----- Input data -----

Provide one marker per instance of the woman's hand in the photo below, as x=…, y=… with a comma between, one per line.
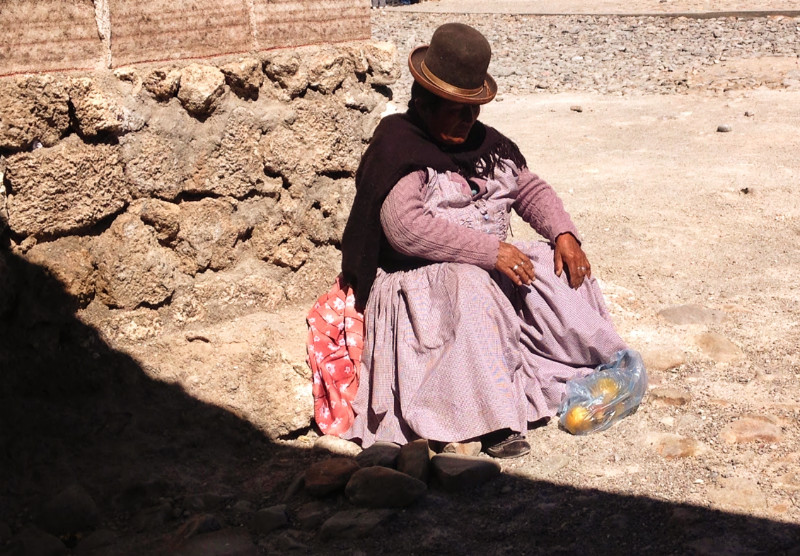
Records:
x=515, y=264
x=568, y=253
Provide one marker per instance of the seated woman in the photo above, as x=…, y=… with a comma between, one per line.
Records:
x=467, y=336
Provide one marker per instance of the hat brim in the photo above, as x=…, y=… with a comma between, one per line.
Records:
x=487, y=93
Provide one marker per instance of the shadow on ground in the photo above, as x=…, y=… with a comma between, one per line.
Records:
x=75, y=411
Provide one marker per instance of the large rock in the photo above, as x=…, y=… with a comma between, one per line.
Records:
x=330, y=475
x=32, y=108
x=132, y=268
x=226, y=542
x=207, y=235
x=68, y=259
x=176, y=154
x=381, y=487
x=66, y=189
x=751, y=429
x=244, y=77
x=201, y=89
x=461, y=472
x=71, y=511
x=353, y=524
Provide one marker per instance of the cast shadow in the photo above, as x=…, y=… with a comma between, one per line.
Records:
x=74, y=410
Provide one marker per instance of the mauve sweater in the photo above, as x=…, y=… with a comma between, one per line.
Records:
x=413, y=232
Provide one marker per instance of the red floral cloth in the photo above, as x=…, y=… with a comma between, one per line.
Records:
x=335, y=343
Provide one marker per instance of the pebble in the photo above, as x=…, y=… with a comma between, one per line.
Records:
x=669, y=396
x=337, y=446
x=718, y=347
x=311, y=515
x=691, y=314
x=226, y=542
x=97, y=539
x=414, y=460
x=737, y=492
x=72, y=510
x=353, y=524
x=751, y=429
x=381, y=487
x=673, y=446
x=461, y=472
x=197, y=525
x=267, y=520
x=328, y=476
x=36, y=542
x=384, y=454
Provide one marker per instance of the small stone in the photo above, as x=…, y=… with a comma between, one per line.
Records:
x=673, y=446
x=201, y=88
x=288, y=540
x=381, y=487
x=663, y=358
x=311, y=515
x=337, y=446
x=383, y=454
x=70, y=511
x=670, y=396
x=330, y=475
x=268, y=519
x=751, y=429
x=718, y=347
x=353, y=524
x=35, y=541
x=226, y=542
x=97, y=539
x=691, y=314
x=414, y=460
x=461, y=472
x=197, y=525
x=739, y=493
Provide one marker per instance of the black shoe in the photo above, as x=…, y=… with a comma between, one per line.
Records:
x=513, y=446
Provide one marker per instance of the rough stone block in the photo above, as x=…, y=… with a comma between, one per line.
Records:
x=32, y=108
x=132, y=268
x=65, y=189
x=68, y=260
x=155, y=30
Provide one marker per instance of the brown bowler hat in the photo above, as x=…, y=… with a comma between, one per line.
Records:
x=454, y=65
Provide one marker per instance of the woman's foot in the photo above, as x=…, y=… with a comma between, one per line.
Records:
x=512, y=446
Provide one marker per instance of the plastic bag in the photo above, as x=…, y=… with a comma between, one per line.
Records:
x=613, y=391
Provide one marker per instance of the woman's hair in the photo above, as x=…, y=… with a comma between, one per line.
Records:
x=426, y=98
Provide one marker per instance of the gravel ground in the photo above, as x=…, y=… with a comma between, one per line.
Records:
x=608, y=55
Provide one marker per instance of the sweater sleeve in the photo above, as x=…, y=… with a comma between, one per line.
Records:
x=539, y=205
x=414, y=232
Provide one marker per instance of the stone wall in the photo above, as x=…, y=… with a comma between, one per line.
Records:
x=172, y=200
x=58, y=35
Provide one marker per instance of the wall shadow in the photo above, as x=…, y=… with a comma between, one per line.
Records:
x=74, y=410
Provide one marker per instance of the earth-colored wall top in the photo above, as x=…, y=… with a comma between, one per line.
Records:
x=58, y=35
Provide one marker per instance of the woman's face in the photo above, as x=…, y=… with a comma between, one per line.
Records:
x=450, y=122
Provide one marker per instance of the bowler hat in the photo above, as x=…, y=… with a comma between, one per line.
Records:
x=454, y=65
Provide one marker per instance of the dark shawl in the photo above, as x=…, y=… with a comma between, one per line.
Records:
x=400, y=146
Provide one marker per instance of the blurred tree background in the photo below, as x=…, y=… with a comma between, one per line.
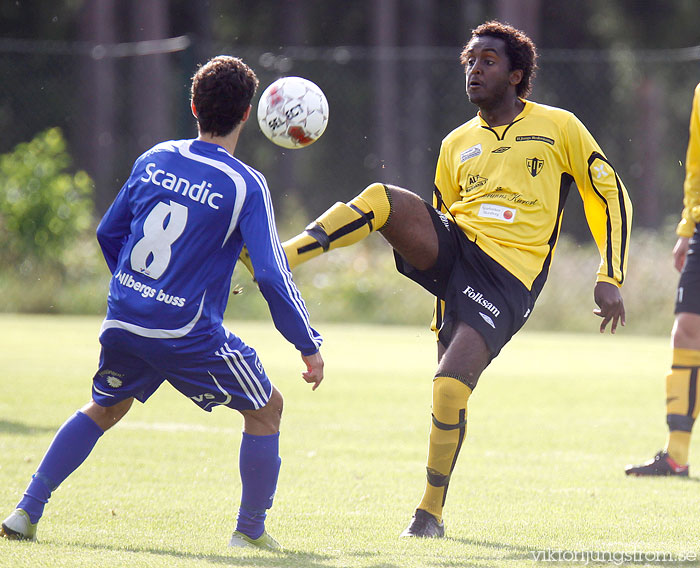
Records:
x=113, y=76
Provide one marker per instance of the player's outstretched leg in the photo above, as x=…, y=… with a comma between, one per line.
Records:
x=682, y=407
x=70, y=447
x=447, y=432
x=342, y=225
x=259, y=465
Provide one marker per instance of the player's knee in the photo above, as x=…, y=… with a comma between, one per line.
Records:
x=107, y=416
x=269, y=416
x=450, y=395
x=686, y=331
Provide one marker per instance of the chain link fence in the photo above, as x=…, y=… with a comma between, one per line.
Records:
x=389, y=110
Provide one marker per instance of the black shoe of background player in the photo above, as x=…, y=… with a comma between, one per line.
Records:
x=424, y=525
x=662, y=464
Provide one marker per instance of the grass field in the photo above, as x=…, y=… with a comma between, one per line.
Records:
x=540, y=478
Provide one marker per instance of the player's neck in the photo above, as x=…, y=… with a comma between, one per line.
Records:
x=502, y=113
x=228, y=142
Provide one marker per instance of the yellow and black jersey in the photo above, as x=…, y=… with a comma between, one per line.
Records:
x=505, y=187
x=691, y=187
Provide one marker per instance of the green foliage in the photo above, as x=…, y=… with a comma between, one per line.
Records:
x=44, y=208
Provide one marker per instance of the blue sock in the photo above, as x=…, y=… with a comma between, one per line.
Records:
x=259, y=464
x=71, y=445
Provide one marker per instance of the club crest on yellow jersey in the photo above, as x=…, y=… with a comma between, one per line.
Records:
x=534, y=165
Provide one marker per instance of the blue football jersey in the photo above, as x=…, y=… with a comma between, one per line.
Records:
x=172, y=238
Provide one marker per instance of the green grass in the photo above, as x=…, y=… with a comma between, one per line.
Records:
x=552, y=424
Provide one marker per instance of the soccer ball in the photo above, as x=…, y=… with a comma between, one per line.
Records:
x=293, y=112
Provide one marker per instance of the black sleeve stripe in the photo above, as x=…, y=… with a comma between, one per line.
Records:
x=564, y=186
x=623, y=218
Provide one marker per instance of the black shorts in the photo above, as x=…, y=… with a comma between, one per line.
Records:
x=476, y=289
x=688, y=294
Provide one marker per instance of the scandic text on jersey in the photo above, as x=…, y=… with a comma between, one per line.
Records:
x=199, y=192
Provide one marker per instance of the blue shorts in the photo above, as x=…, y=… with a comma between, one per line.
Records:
x=211, y=370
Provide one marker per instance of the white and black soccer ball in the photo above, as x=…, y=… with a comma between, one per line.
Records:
x=293, y=112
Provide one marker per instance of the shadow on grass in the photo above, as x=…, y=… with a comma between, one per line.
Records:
x=7, y=427
x=287, y=558
x=554, y=556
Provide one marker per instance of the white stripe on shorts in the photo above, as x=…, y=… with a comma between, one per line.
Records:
x=244, y=375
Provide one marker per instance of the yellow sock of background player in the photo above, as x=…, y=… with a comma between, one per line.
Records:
x=447, y=433
x=342, y=225
x=682, y=402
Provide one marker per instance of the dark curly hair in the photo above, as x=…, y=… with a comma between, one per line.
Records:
x=221, y=92
x=519, y=48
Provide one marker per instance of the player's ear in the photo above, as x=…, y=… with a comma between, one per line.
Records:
x=516, y=76
x=246, y=114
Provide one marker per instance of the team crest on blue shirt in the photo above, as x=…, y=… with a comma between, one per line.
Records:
x=534, y=165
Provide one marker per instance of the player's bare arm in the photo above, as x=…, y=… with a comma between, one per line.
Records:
x=680, y=250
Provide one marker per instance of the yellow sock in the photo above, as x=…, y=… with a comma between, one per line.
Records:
x=447, y=433
x=342, y=225
x=682, y=402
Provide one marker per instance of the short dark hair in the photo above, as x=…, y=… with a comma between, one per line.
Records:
x=520, y=50
x=221, y=92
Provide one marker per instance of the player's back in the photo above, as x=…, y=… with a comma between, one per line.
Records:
x=179, y=214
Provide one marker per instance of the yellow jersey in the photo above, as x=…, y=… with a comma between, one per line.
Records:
x=691, y=187
x=505, y=187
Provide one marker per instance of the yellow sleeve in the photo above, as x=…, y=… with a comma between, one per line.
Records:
x=445, y=180
x=606, y=203
x=691, y=187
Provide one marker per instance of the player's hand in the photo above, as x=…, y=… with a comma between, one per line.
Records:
x=314, y=369
x=610, y=305
x=680, y=250
x=244, y=259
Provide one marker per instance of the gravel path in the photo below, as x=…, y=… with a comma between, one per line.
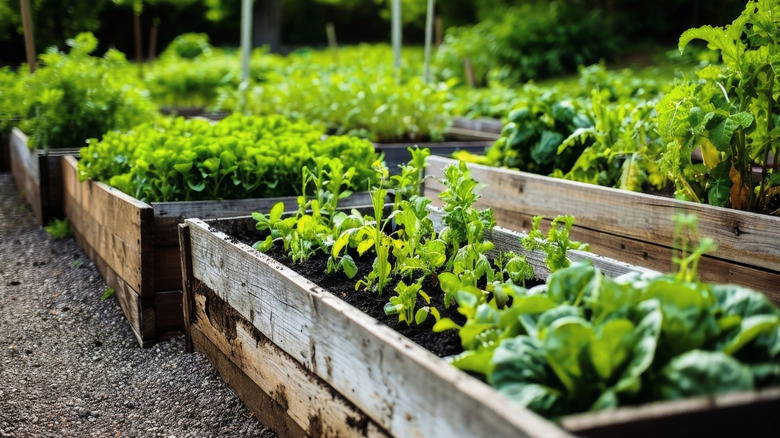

-----

§ Work required:
Quote only what lies between the first line of the records and the line containing "Provide one marker per instance of the seated", please, including both lines and excluding images.

§ Answer section:
Provide one marker per instance of the woman's hand in the photo below, as x=…, y=… with a comma between, one per line.
Records:
x=515, y=264
x=568, y=253
Provide one marker per instance of the seated woman in the photo above, as x=…, y=… with a comma between, one per line.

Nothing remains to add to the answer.